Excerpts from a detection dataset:

======

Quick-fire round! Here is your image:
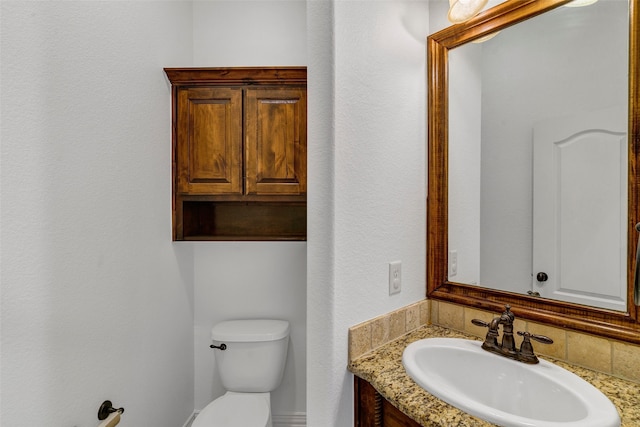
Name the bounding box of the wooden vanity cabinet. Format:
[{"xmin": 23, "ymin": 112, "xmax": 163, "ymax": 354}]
[
  {"xmin": 354, "ymin": 377, "xmax": 420, "ymax": 427},
  {"xmin": 165, "ymin": 67, "xmax": 307, "ymax": 240}
]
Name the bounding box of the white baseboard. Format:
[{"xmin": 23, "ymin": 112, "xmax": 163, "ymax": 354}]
[{"xmin": 271, "ymin": 412, "xmax": 307, "ymax": 427}]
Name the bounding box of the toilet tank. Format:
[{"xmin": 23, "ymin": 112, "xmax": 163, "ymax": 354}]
[{"xmin": 211, "ymin": 319, "xmax": 289, "ymax": 393}]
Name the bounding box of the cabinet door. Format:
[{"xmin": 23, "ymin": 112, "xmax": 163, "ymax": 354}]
[
  {"xmin": 175, "ymin": 87, "xmax": 242, "ymax": 194},
  {"xmin": 245, "ymin": 88, "xmax": 307, "ymax": 195}
]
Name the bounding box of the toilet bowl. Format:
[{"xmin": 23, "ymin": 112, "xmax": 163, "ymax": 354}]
[
  {"xmin": 192, "ymin": 319, "xmax": 289, "ymax": 427},
  {"xmin": 191, "ymin": 391, "xmax": 271, "ymax": 427}
]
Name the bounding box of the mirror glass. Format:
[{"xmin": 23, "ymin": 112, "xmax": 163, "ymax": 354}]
[{"xmin": 447, "ymin": 0, "xmax": 629, "ymax": 311}]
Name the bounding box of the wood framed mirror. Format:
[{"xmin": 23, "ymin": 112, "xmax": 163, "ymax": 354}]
[{"xmin": 427, "ymin": 0, "xmax": 640, "ymax": 344}]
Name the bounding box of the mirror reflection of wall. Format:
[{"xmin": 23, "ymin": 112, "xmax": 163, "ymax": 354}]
[{"xmin": 449, "ymin": 0, "xmax": 629, "ymax": 307}]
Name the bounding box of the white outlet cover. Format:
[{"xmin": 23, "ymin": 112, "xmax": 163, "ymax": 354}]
[{"xmin": 389, "ymin": 261, "xmax": 402, "ymax": 295}]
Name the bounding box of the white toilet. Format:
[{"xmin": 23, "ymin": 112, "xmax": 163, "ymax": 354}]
[{"xmin": 192, "ymin": 320, "xmax": 289, "ymax": 427}]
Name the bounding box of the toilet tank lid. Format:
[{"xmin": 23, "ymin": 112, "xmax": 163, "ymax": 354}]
[{"xmin": 211, "ymin": 319, "xmax": 289, "ymax": 342}]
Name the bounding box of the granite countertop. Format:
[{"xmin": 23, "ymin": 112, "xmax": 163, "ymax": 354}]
[{"xmin": 348, "ymin": 325, "xmax": 640, "ymax": 427}]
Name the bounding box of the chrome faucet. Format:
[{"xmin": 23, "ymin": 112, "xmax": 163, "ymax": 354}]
[{"xmin": 471, "ymin": 304, "xmax": 553, "ymax": 364}]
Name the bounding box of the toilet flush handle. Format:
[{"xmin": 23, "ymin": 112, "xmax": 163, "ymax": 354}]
[{"xmin": 209, "ymin": 343, "xmax": 227, "ymax": 350}]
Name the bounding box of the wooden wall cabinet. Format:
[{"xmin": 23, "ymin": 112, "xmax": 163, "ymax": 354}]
[
  {"xmin": 354, "ymin": 377, "xmax": 420, "ymax": 427},
  {"xmin": 165, "ymin": 67, "xmax": 307, "ymax": 240}
]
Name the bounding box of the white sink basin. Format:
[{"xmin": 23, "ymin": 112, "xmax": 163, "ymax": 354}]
[{"xmin": 402, "ymin": 338, "xmax": 620, "ymax": 427}]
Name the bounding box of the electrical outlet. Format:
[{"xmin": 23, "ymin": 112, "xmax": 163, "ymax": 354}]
[
  {"xmin": 389, "ymin": 261, "xmax": 402, "ymax": 295},
  {"xmin": 449, "ymin": 249, "xmax": 458, "ymax": 277}
]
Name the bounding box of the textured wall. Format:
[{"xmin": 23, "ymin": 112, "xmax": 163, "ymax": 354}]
[
  {"xmin": 307, "ymin": 1, "xmax": 429, "ymax": 427},
  {"xmin": 187, "ymin": 0, "xmax": 314, "ymax": 417},
  {"xmin": 0, "ymin": 1, "xmax": 193, "ymax": 427}
]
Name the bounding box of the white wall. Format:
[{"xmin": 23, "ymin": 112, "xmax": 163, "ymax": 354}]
[
  {"xmin": 189, "ymin": 0, "xmax": 313, "ymax": 417},
  {"xmin": 0, "ymin": 1, "xmax": 193, "ymax": 427},
  {"xmin": 307, "ymin": 0, "xmax": 429, "ymax": 427}
]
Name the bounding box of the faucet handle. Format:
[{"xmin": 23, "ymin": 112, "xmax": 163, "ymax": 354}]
[
  {"xmin": 518, "ymin": 331, "xmax": 553, "ymax": 364},
  {"xmin": 518, "ymin": 331, "xmax": 553, "ymax": 344},
  {"xmin": 471, "ymin": 319, "xmax": 489, "ymax": 328}
]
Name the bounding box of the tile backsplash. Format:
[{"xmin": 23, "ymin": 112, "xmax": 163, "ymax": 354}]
[
  {"xmin": 349, "ymin": 300, "xmax": 430, "ymax": 360},
  {"xmin": 349, "ymin": 300, "xmax": 640, "ymax": 382}
]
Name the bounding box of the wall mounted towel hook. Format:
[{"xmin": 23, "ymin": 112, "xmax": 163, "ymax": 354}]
[{"xmin": 98, "ymin": 400, "xmax": 124, "ymax": 421}]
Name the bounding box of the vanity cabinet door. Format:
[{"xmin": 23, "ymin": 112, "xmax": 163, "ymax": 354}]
[{"xmin": 354, "ymin": 377, "xmax": 420, "ymax": 427}]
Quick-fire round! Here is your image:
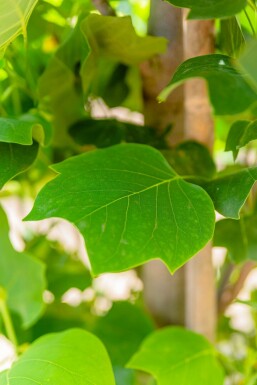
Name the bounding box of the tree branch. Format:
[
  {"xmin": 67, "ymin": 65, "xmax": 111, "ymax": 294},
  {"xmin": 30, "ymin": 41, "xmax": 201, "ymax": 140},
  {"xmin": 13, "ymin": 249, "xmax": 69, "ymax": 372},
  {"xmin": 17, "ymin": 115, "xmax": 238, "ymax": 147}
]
[{"xmin": 92, "ymin": 0, "xmax": 116, "ymax": 16}]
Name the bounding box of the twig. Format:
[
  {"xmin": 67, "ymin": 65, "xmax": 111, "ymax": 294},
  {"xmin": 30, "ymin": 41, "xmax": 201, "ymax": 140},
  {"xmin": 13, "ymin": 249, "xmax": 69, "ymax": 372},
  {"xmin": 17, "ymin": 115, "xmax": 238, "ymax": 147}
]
[{"xmin": 92, "ymin": 0, "xmax": 116, "ymax": 16}]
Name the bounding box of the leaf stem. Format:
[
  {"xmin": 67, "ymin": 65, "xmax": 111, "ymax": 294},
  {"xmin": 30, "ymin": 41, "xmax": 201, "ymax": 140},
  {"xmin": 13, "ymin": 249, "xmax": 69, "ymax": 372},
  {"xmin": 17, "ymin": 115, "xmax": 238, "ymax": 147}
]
[{"xmin": 0, "ymin": 287, "xmax": 18, "ymax": 349}]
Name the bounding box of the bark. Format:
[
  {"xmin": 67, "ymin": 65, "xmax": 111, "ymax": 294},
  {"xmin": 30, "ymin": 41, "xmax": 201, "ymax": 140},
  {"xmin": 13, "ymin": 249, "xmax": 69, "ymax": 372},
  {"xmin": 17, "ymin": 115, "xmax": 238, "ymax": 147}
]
[
  {"xmin": 184, "ymin": 16, "xmax": 217, "ymax": 340},
  {"xmin": 141, "ymin": 0, "xmax": 185, "ymax": 326}
]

======

__Exercise objective__.
Reproduce the full material exactly, excluding the pictures.

__Solution__.
Quick-fire round! Here is your image:
Name the bounding box of the wooden vanity cabinet. Format:
[{"xmin": 23, "ymin": 112, "xmax": 163, "ymax": 354}]
[
  {"xmin": 354, "ymin": 377, "xmax": 420, "ymax": 427},
  {"xmin": 165, "ymin": 67, "xmax": 307, "ymax": 240}
]
Name the bounding box of the white baseboard. Format:
[{"xmin": 23, "ymin": 112, "xmax": 163, "ymax": 354}]
[{"xmin": 271, "ymin": 412, "xmax": 307, "ymax": 427}]
Name the bounding box of the toilet tank. Format:
[{"xmin": 23, "ymin": 112, "xmax": 163, "ymax": 354}]
[{"xmin": 211, "ymin": 319, "xmax": 289, "ymax": 393}]
Name the bounding box of the cabinet door. Format:
[{"xmin": 23, "ymin": 112, "xmax": 163, "ymax": 354}]
[
  {"xmin": 175, "ymin": 87, "xmax": 242, "ymax": 194},
  {"xmin": 245, "ymin": 88, "xmax": 307, "ymax": 195}
]
Name the bounding box of the toilet bowl. Format:
[{"xmin": 23, "ymin": 112, "xmax": 163, "ymax": 354}]
[
  {"xmin": 192, "ymin": 319, "xmax": 289, "ymax": 427},
  {"xmin": 191, "ymin": 391, "xmax": 271, "ymax": 427}
]
Name the bounding box of the mirror glass. Format:
[{"xmin": 23, "ymin": 112, "xmax": 163, "ymax": 354}]
[{"xmin": 447, "ymin": 0, "xmax": 629, "ymax": 311}]
Name the bounding box of the wood framed mirror. Format:
[{"xmin": 23, "ymin": 112, "xmax": 163, "ymax": 354}]
[{"xmin": 427, "ymin": 0, "xmax": 640, "ymax": 344}]
Name the bounding box of the mirror reflection of wall. Format:
[{"xmin": 23, "ymin": 112, "xmax": 163, "ymax": 354}]
[{"xmin": 449, "ymin": 0, "xmax": 629, "ymax": 307}]
Name the bounding box of the white outlet cover. Format:
[{"xmin": 23, "ymin": 112, "xmax": 163, "ymax": 354}]
[{"xmin": 389, "ymin": 261, "xmax": 402, "ymax": 295}]
Name the bounding box of the white toilet. Format:
[{"xmin": 23, "ymin": 112, "xmax": 163, "ymax": 354}]
[{"xmin": 192, "ymin": 320, "xmax": 289, "ymax": 427}]
Name the bounding box of the toilet tank lid. Format:
[{"xmin": 23, "ymin": 112, "xmax": 163, "ymax": 354}]
[{"xmin": 211, "ymin": 319, "xmax": 289, "ymax": 342}]
Name the bounding box of the granite countertop. Format:
[{"xmin": 23, "ymin": 112, "xmax": 163, "ymax": 354}]
[{"xmin": 348, "ymin": 325, "xmax": 640, "ymax": 427}]
Name the bounding box of the chrome faucet. Format:
[{"xmin": 23, "ymin": 112, "xmax": 163, "ymax": 354}]
[{"xmin": 471, "ymin": 304, "xmax": 553, "ymax": 364}]
Name the bounding box of the toilet flush handle. Format:
[{"xmin": 23, "ymin": 112, "xmax": 163, "ymax": 354}]
[{"xmin": 209, "ymin": 343, "xmax": 227, "ymax": 350}]
Name the bounding box of the wooden wall cabinet. Format:
[{"xmin": 23, "ymin": 112, "xmax": 163, "ymax": 354}]
[
  {"xmin": 354, "ymin": 377, "xmax": 420, "ymax": 427},
  {"xmin": 165, "ymin": 67, "xmax": 307, "ymax": 240}
]
Name the bounding box of the white sink basin. Format:
[{"xmin": 23, "ymin": 112, "xmax": 163, "ymax": 354}]
[{"xmin": 402, "ymin": 338, "xmax": 620, "ymax": 427}]
Name the bounding box of the electrical outlet. Format:
[{"xmin": 23, "ymin": 112, "xmax": 163, "ymax": 354}]
[
  {"xmin": 389, "ymin": 261, "xmax": 402, "ymax": 295},
  {"xmin": 449, "ymin": 249, "xmax": 458, "ymax": 277}
]
Name the bounding box of the textured wall. Format:
[{"xmin": 23, "ymin": 112, "xmax": 163, "ymax": 354}]
[
  {"xmin": 307, "ymin": 1, "xmax": 429, "ymax": 427},
  {"xmin": 187, "ymin": 0, "xmax": 314, "ymax": 417},
  {"xmin": 0, "ymin": 1, "xmax": 193, "ymax": 427}
]
Name the bounding box of the white wall. Format:
[{"xmin": 23, "ymin": 112, "xmax": 163, "ymax": 354}]
[
  {"xmin": 189, "ymin": 0, "xmax": 313, "ymax": 417},
  {"xmin": 0, "ymin": 1, "xmax": 193, "ymax": 427},
  {"xmin": 307, "ymin": 0, "xmax": 429, "ymax": 427}
]
Name the bounding box of the faucet handle. Format:
[{"xmin": 23, "ymin": 112, "xmax": 163, "ymax": 354}]
[
  {"xmin": 518, "ymin": 331, "xmax": 553, "ymax": 364},
  {"xmin": 518, "ymin": 331, "xmax": 553, "ymax": 344},
  {"xmin": 471, "ymin": 319, "xmax": 489, "ymax": 328}
]
Name the bounding box of the tile backsplash. Format:
[{"xmin": 23, "ymin": 112, "xmax": 163, "ymax": 354}]
[
  {"xmin": 349, "ymin": 300, "xmax": 430, "ymax": 360},
  {"xmin": 349, "ymin": 300, "xmax": 640, "ymax": 382}
]
Name the bounding box of the wall mounted towel hook. Format:
[{"xmin": 23, "ymin": 112, "xmax": 163, "ymax": 354}]
[{"xmin": 98, "ymin": 400, "xmax": 124, "ymax": 421}]
Name the bounding box of the vanity cabinet door. Format:
[{"xmin": 23, "ymin": 112, "xmax": 163, "ymax": 354}]
[{"xmin": 354, "ymin": 377, "xmax": 420, "ymax": 427}]
Quick-fire round! Here is your image:
Name the bounding box of the tree branch. Format:
[
  {"xmin": 67, "ymin": 65, "xmax": 111, "ymax": 294},
  {"xmin": 30, "ymin": 41, "xmax": 201, "ymax": 140},
  {"xmin": 13, "ymin": 249, "xmax": 69, "ymax": 372},
  {"xmin": 17, "ymin": 115, "xmax": 238, "ymax": 147}
]
[{"xmin": 92, "ymin": 0, "xmax": 116, "ymax": 16}]
Name the bounding box of the twig. Format:
[
  {"xmin": 67, "ymin": 65, "xmax": 111, "ymax": 294},
  {"xmin": 30, "ymin": 41, "xmax": 201, "ymax": 140},
  {"xmin": 13, "ymin": 249, "xmax": 69, "ymax": 372},
  {"xmin": 17, "ymin": 115, "xmax": 238, "ymax": 147}
]
[{"xmin": 92, "ymin": 0, "xmax": 116, "ymax": 16}]
Name the bounding box of the leaf stem. Format:
[
  {"xmin": 67, "ymin": 65, "xmax": 111, "ymax": 294},
  {"xmin": 30, "ymin": 41, "xmax": 201, "ymax": 140},
  {"xmin": 13, "ymin": 249, "xmax": 69, "ymax": 372},
  {"xmin": 17, "ymin": 115, "xmax": 238, "ymax": 147}
]
[{"xmin": 0, "ymin": 287, "xmax": 18, "ymax": 349}]
Name the bounding box of the bark. Format:
[
  {"xmin": 67, "ymin": 65, "xmax": 111, "ymax": 294},
  {"xmin": 30, "ymin": 41, "xmax": 201, "ymax": 140},
  {"xmin": 13, "ymin": 249, "xmax": 69, "ymax": 372},
  {"xmin": 17, "ymin": 115, "xmax": 238, "ymax": 147}
]
[
  {"xmin": 184, "ymin": 16, "xmax": 217, "ymax": 340},
  {"xmin": 141, "ymin": 0, "xmax": 185, "ymax": 326}
]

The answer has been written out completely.